Requisitos do exercício:
Por favor, resuma em duas frases o trecho sobre a renúncia de Alexandre Bley.

Trecho:
# # # # # # #

É provável que Alexandre Bley, agora ex-presidente do Conselho Regional de Medicina (CRM) do Paraná venha a ser execrado por muita gente. Bley renunciou dizendo que não poderia assinar os registros dos profissionais estrangeiros que o governo federal está trazendo para o país. Não concorda com o sistema e com o fato de eles virem sem fazer o exame de revalidação que ele considera justo.
Como outros médicos já se comportaram de forma estúpida, inclusive xingando cubanos que vieram ao Brasil e os chamando de escravos, todo médico que agora se opõe ao programa do governo federal corre o risco de ser chamado de racista ou coisa parecida. Em alguns casos, faz sentido. Em outros, não. Bley pode estar agindo pelos motivos errados. Mas o discurso dele tem coerência e merece ser ouvido.
Os médicos formam uma aristocracia no país. Têm um poder que não é compatível com a democracia: barram novos cursos, fazem uma reserva absurda de mercado para eles mesmos e se comportam como se não houvesse um grave problema de saúde pública a ser resolvido. Se negam, em geral, a admitir que há falta de médicos em boa parte do país. Negam o óbvio.
Mas isso não tira o direito de qualquer pessoa de contestar as ações do governo. Ainda mais quando realmente parece que elas carecem de legitimidade e de bom senso. Os profissionais de fora estão sendo trazidos na base do pegar ou pegar. Mal são testados, como se o simples fato de haver medicina boa em Cuba garantisse a qualidade de absolutamente todos os profissionais de lá. Por essa lógica, todos os russos seriam bons ginastas e todos os brasileiros saberiam jogar futebol.
Bley pode estar errado. Mas qualquer democracia decente deve dar aos seus cidadãos o direito de contestar. Neste caso, nem se trata de desobediência civil: ele poderia, mesmo no cargo, se negar alegando que considera a lei errada. Mas fez menos, se afastou. Quem discordar dele que se manifeste. Ele fez o mesmo. E tem direito.

# # # # # # #

Itens de dados extraídos:

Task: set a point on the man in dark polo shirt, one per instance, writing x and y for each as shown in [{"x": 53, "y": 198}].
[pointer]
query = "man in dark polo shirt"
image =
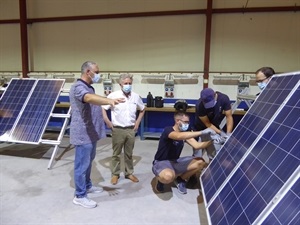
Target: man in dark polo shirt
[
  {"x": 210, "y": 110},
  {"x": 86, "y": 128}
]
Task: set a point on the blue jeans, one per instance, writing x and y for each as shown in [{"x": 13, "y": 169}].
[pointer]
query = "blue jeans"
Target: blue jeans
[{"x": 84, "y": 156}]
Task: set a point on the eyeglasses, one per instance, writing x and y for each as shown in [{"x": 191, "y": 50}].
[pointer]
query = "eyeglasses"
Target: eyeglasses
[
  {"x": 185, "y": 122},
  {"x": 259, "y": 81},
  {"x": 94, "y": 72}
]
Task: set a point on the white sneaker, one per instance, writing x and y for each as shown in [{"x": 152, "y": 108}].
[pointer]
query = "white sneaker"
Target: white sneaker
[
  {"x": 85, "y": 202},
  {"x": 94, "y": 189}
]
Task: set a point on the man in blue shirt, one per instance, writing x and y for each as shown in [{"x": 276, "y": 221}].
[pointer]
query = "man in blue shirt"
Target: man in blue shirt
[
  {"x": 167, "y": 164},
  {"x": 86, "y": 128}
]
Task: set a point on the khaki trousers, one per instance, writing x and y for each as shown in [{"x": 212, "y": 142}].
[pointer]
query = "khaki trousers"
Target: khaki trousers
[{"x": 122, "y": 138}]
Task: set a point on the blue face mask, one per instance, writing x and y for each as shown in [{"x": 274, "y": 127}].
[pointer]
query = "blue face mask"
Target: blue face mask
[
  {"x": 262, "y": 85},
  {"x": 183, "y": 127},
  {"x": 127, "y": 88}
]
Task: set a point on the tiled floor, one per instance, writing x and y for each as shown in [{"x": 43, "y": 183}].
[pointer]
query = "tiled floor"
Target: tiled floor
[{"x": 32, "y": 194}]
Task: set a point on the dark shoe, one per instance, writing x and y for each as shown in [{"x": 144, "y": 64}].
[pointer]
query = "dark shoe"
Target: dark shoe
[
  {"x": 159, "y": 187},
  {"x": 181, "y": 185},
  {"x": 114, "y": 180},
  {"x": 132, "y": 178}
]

# # # # # # #

Resposta à tarefa:
Alexandre Bley renunciou à presidência do CRM do Paraná porque não queria assinar os registros dos profissionais estrangeiros trazidos pelo governo federal sem o exame de revalidação. Embora o texto critique os médicos como uma aristocracia que nega a falta de profissionais no país, defende que Bley, mesmo podendo estar errado, tem o direito de contestar as ações do governo.